→ Set exercise: Put every line of the data below into a Markdown table with the columns Row and Line, numbering each row and skipping blank lines. Keep the pictures out of the table.

→ Supplied material:
::::
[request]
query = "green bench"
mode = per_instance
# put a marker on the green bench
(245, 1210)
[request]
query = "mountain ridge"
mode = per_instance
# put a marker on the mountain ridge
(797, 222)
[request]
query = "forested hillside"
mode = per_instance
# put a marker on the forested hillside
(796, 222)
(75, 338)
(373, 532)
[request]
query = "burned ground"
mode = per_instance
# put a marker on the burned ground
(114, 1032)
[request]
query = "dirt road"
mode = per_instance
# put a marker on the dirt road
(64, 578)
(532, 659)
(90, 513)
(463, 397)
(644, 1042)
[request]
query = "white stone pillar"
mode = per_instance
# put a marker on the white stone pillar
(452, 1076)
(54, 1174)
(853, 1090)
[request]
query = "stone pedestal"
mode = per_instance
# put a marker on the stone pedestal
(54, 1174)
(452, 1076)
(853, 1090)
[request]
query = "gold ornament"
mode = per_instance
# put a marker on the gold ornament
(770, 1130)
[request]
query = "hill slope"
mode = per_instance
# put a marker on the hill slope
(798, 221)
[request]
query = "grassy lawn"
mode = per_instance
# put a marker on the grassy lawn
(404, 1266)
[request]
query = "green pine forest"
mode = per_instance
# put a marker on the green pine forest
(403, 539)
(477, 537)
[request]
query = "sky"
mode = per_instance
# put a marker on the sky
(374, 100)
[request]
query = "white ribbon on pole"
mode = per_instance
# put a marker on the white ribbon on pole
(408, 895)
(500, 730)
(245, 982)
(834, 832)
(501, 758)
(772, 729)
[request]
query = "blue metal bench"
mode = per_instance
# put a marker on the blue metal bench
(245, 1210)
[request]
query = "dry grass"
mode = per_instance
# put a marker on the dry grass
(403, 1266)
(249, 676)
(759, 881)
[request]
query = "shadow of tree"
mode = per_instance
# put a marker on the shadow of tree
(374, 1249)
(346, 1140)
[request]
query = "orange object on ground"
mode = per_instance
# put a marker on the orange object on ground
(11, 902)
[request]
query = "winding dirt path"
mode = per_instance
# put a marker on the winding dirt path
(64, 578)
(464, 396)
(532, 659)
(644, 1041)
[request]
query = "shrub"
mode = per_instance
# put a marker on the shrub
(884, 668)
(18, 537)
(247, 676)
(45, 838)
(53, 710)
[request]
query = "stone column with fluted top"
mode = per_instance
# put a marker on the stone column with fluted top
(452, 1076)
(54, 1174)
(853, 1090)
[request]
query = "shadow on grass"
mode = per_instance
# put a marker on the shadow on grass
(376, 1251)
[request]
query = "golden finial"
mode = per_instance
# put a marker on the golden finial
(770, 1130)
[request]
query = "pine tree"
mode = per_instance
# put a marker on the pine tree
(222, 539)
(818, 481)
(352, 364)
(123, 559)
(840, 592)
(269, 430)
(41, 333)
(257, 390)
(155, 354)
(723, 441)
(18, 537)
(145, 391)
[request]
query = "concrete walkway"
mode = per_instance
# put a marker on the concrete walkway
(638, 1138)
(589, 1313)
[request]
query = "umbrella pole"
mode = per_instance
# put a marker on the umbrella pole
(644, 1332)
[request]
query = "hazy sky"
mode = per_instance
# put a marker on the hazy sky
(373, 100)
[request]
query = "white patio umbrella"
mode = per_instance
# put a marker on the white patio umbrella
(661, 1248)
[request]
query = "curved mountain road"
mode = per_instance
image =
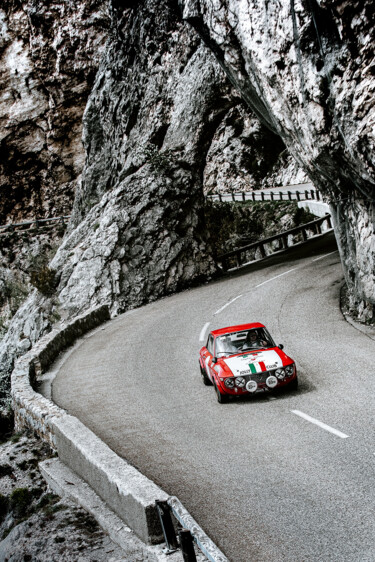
::::
→ Answer below:
| Row | Line |
|---|---|
| 1 | [request] |
| 2 | query = "green bench" |
| 3 | mode = per_instance |
| 4 | # put a marker on the green bench |
| 5 | (245, 1210) |
| 6 | [request] |
| 7 | query = "mountain ridge" |
| 8 | mode = per_instance |
| 9 | # put a marker on the mountain ridge |
| 10 | (797, 222) |
| 11 | [request] |
| 12 | query = "forested hillside" |
| 13 | mode = per_instance |
| 14 | # put a marker on the forested hillside |
| 15 | (796, 222) |
| 16 | (75, 338) |
| 17 | (373, 532) |
| 18 | [request] |
| 19 | query = "burned ground" |
| 20 | mode = per_instance |
| 21 | # put a marker on the burned ground |
| 22 | (114, 1032) |
| 23 | [request] |
| 24 | query = "dirt road" |
| 25 | mode = per_instance |
| 26 | # put a marker on the dirt road |
| 27 | (64, 578) |
| 28 | (532, 659) |
| 29 | (90, 513) |
| 30 | (463, 397) |
| 31 | (644, 1042) |
| 32 | [request] |
| 33 | query = "white stone pillar" |
| 34 | mode = per_instance |
| 35 | # put a marker on the white stone pillar |
| 36 | (452, 1076) |
| 37 | (54, 1174) |
| 38 | (853, 1090) |
| 39 | [request] |
| 40 | query = "stone pedestal" |
| 41 | mode = per_instance |
| 42 | # put a marker on the stone pedestal |
| 43 | (54, 1174) |
| 44 | (452, 1076) |
| 45 | (853, 1090) |
| 46 | [request] |
| 47 | query = "gold ornament" |
| 48 | mode = per_instance |
| 49 | # put a marker on the gold ornament |
| 50 | (770, 1130) |
| 51 | [request] |
| 52 | query = "hill slope" |
| 53 | mode = per_instance |
| 54 | # put a marker on the hill slope |
| 55 | (798, 221) |
| 56 | [request] |
| 57 | query = "grassy lawn" |
| 58 | mode = per_instance |
| 59 | # put a marker on the grassy lawn |
| 60 | (404, 1266) |
| 61 | [request] |
| 62 | query = "green pine forest" |
| 63 | mode = per_instance |
| 64 | # put a marker on the green pine forest |
| 65 | (403, 539) |
| 66 | (477, 537) |
| 67 | [request] |
| 68 | query = "sky" |
| 69 | mode = per_instance |
| 70 | # put a marker on the sky |
| 71 | (374, 100) |
| 72 | [request] |
| 73 | query = "white ribbon on pole" |
| 74 | mode = per_instance |
| 75 | # put a marker on the white ribbon on pole |
| 76 | (408, 895) |
| 77 | (500, 730) |
| 78 | (245, 982) |
| 79 | (834, 832) |
| 80 | (501, 758) |
| 81 | (772, 729) |
| 82 | [request] |
| 83 | query = "blue metal bench" |
| 84 | mode = per_instance |
| 85 | # put a marker on the blue metal bench |
| 86 | (245, 1210) |
| 87 | [request] |
| 88 | query = "dry grass" |
| 89 | mode = per_instance |
| 90 | # put a marker on the dry grass |
| 91 | (403, 1266) |
| 92 | (249, 676) |
| 93 | (759, 881) |
| 94 | [request] |
| 95 | query = "shadow of tree" |
| 96 | mode = per_instance |
| 97 | # put a marker on the shadow of tree |
| 98 | (374, 1249) |
| 99 | (346, 1140) |
| 100 | [request] |
| 101 | query = "orange object on ground" |
| 102 | mode = per_instance |
| 103 | # put a marker on the orange object on ground |
| 104 | (11, 902) |
| 105 | [request] |
| 106 | query = "winding dirt path" |
| 107 | mode = per_instance |
| 108 | # put a marker on the winding dirt path |
| 109 | (64, 578) |
| 110 | (464, 396) |
| 111 | (532, 659) |
| 112 | (644, 1041) |
| 113 | [request] |
| 114 | query = "shrub" |
| 115 | mode = per_instance |
| 116 | # put a marker on the shrub |
| 117 | (884, 668) |
| 118 | (18, 537) |
| 119 | (247, 676) |
| 120 | (45, 838) |
| 121 | (53, 710) |
| 122 | [request] |
| 123 | query = "stone column with fluted top" |
| 124 | mode = per_instance |
| 125 | # put a marker on the stone column with fluted top |
| 126 | (452, 1076) |
| 127 | (54, 1174) |
| 128 | (853, 1090) |
| 129 | [request] |
| 130 | query = "shadow on grass" |
| 131 | mode = per_instance |
| 132 | # put a marker on the shadow on grass |
| 133 | (376, 1251) |
| 134 | [request] |
| 135 | query = "golden finial" |
| 136 | mode = per_instance |
| 137 | # put a marker on the golden finial |
| 138 | (770, 1130) |
| 139 | [request] |
| 140 | query = "pine tree" |
| 141 | mode = per_instance |
| 142 | # put a marker on the pine tree |
| 143 | (222, 539) |
| 144 | (818, 481) |
| 145 | (352, 364) |
| 146 | (123, 559) |
| 147 | (840, 592) |
| 148 | (269, 430) |
| 149 | (41, 333) |
| 150 | (257, 390) |
| 151 | (155, 354) |
| 152 | (723, 441) |
| 153 | (18, 537) |
| 154 | (145, 391) |
| 155 | [request] |
| 156 | query = "concrete walkway" |
| 157 | mode = per_instance |
| 158 | # put a marker on the concrete walkway |
| 159 | (638, 1138) |
| 160 | (589, 1313) |
| 161 | [request] |
| 162 | query = "umbrella pole" |
| 163 | mode = per_instance |
| 164 | # put a marker on the umbrella pole |
| 165 | (644, 1332) |
| 166 | [request] |
| 167 | query = "hazy sky" |
| 168 | mode = per_instance |
| 169 | # put a marker on the hazy sky |
| 170 | (373, 100) |
| 171 | [request] |
| 172 | query = "white patio umbrella" |
| 173 | mode = per_instance |
| 174 | # put a marker on the white patio umbrella |
| 175 | (661, 1248) |
| 176 | [request] |
| 177 | query = "curved mountain road" |
| 178 | mode = per_instance |
| 179 | image = |